*Supplied text*.
Written by: Matthew Fletcher
Primary Source : Turtle Talk, September 28, 2016
This is the sixth full commentary on “The New Trail of Tears” (TNToT), a book written by Naomi Schaefer Riley (NSR or the author). The announcement post is here.
- The first commentary, “Framed by a Friend,” is here.
- The second commentary, “Turning Indian History against Indians,” is here.
- The third commentary, “Indians are Saudi Arabia, Not Israel (Oh, and Crying Toddlers)” is here.
- The fourth commentary, “”Indians as Unmotivated, Dependent Victims” is here.
- Monte Mills’ guest commentary is here.
- The fifth commentary: “Tearing Down American Indian Educators and Parents” is here.
- Commentary on NSR’s DAPL column is here.
Chapter 5 is an outrage, with NSR implicitly advocating for the complete eradication of tribal communities because Indian tribes and the federal government have made them unlivable. This chapter deals with the Indian Child Welfare Act and Indian country justice. NSR continues to condemn Indian people for the same dog whistles — they’re lazy, ignorant, and dependent.
ICWA (or, Indian Country is Hell)
TNToT tees up a series of anti-ICWA advocates here, but never really makes the argument for why ICWA is bad. NSR’s goal here is to try to show that Indian country is an unlivable hellhole. NSR believes that “for too many children the best option is be raised elsewhere” [at 146]. TNToT quotes Elizabeth Morris (a vociferous anti-ICWA voicebox for the Christian Alliance for Indian Child Welfare), who hopes that her own children won’t grow up in Minnesota Indian country [at 145]. Morris blames the federal government’s “subsidies” for her perception that Indian families are disintegrating. [at 150] For Morris, the government has “replace[d] the father in the home. . . .” [at 150] Further, “A man does need to feel needed. But the government took care of all that.” [at 150]
Morris is an evangelical Christian who firmly preaches the “drunken Indian” stereotype as fact. She also believes that Indian children should be raised by white families: “If they seriously wanted to protect children, they would have to send them off the rez and give them to white foster homes.” Morris is affiliated with the “Citizens Equal Rights Alliance,” a white nationalist group. These are NSR’s people, leading her down the primrose path to conclude: “[T]he reservation [is] no place for . . . children.” [at 167]
NSR also relies upon Mark Fiddler (the man who wants as many Indian children in foster care as possible: “If anything, there should be more Indian children put into foster care.”). Like Morris, Fiddler condemns Indian parents and reservation homes, referring to a “cycle of dysfunctional parenting.” [at 152] Fiddler also alleges: “And a disproportionately high number of Indian children are in danger every day.” [at 149-50] Foster care in off-reservation homes as a solution to the real problems in Indian child welfare is a really bad idea. I addressed these claims here:
Studies show what should be inherently understood—plucking children out of a community they know and putting them in stranger foster care is actively harmful to kids (there’s a reason Casey Family Programs is putting a billion dollars into reducing the number of kids in foster care). Eighty percent of child welfare removals are due to neglect. Our children do deserve better: better services, better wrap around care, a better understanding of the mental health issues and chemical dependency that plagues their parents. They don’t deserve to be taken from everything familiar—their neighborhood, schools, and extended family—because of system failures in our society.

*Excerpted records*.
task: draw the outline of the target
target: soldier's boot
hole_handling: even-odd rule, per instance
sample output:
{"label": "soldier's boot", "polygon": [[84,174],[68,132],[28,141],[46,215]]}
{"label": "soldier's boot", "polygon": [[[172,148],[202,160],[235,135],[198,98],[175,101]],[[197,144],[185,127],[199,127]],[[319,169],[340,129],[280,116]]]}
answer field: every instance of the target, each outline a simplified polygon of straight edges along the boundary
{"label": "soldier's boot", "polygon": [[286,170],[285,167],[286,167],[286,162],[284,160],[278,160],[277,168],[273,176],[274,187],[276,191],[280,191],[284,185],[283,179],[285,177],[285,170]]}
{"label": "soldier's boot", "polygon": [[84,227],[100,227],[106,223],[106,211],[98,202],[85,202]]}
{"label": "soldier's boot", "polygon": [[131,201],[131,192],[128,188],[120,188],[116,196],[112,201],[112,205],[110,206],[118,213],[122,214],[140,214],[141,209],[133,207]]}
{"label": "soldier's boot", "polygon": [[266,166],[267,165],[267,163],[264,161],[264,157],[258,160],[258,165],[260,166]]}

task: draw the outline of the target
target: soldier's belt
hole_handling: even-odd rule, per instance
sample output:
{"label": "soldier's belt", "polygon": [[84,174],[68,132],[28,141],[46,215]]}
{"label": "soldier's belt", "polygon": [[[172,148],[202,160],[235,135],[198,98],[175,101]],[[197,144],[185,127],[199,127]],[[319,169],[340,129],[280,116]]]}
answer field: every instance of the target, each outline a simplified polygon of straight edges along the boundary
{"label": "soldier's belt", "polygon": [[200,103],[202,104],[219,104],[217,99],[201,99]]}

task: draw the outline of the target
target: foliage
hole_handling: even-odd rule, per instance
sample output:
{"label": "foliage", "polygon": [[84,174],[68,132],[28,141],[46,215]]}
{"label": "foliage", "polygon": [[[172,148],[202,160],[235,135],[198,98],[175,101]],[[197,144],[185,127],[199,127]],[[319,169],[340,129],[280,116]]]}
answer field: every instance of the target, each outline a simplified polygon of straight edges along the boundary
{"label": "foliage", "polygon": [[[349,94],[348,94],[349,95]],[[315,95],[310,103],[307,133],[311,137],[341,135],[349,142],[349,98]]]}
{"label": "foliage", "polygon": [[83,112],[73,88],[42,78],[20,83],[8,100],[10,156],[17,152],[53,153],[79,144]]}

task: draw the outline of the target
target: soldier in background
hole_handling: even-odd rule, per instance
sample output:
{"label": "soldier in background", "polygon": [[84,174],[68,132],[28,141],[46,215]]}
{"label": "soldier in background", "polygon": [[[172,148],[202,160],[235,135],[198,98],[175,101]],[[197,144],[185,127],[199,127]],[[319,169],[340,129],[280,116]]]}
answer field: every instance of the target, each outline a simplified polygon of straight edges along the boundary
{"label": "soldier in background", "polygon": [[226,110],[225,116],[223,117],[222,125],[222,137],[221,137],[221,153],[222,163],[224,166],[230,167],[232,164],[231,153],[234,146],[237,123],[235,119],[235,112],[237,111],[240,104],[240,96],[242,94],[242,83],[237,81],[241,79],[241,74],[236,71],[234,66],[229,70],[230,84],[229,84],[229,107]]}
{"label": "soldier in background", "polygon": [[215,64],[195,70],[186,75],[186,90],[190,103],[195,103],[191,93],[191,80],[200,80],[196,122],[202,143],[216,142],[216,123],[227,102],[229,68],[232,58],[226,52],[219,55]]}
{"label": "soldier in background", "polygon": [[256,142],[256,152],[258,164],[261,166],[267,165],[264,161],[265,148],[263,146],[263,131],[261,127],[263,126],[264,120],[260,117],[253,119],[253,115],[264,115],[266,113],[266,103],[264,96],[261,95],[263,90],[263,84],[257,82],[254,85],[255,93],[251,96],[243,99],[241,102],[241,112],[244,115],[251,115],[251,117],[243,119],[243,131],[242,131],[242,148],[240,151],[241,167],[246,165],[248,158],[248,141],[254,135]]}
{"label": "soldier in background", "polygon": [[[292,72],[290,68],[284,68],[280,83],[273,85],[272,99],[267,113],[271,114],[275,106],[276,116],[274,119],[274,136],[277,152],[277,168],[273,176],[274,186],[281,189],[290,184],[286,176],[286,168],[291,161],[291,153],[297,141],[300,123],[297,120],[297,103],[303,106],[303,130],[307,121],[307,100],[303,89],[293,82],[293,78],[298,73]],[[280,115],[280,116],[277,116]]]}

*Task prompt*. Reproduce everything in the book commentary above from "- The second" down to "column is here.", keeping the wording unchanged.

*Response below*.
- The second commentary, “Turning Indian History against Indians,” is here.
- The third commentary, “Indians are Saudi Arabia, Not Israel (Oh, and Crying Toddlers)” is here.
- The fourth commentary, “”Indians as Unmotivated, Dependent Victims” is here.
- Monte Mills’ guest commentary is here.
- The fifth commentary: “Tearing Down American Indian Educators and Parents” is here.
- Commentary on NSR’s DAPL column is here.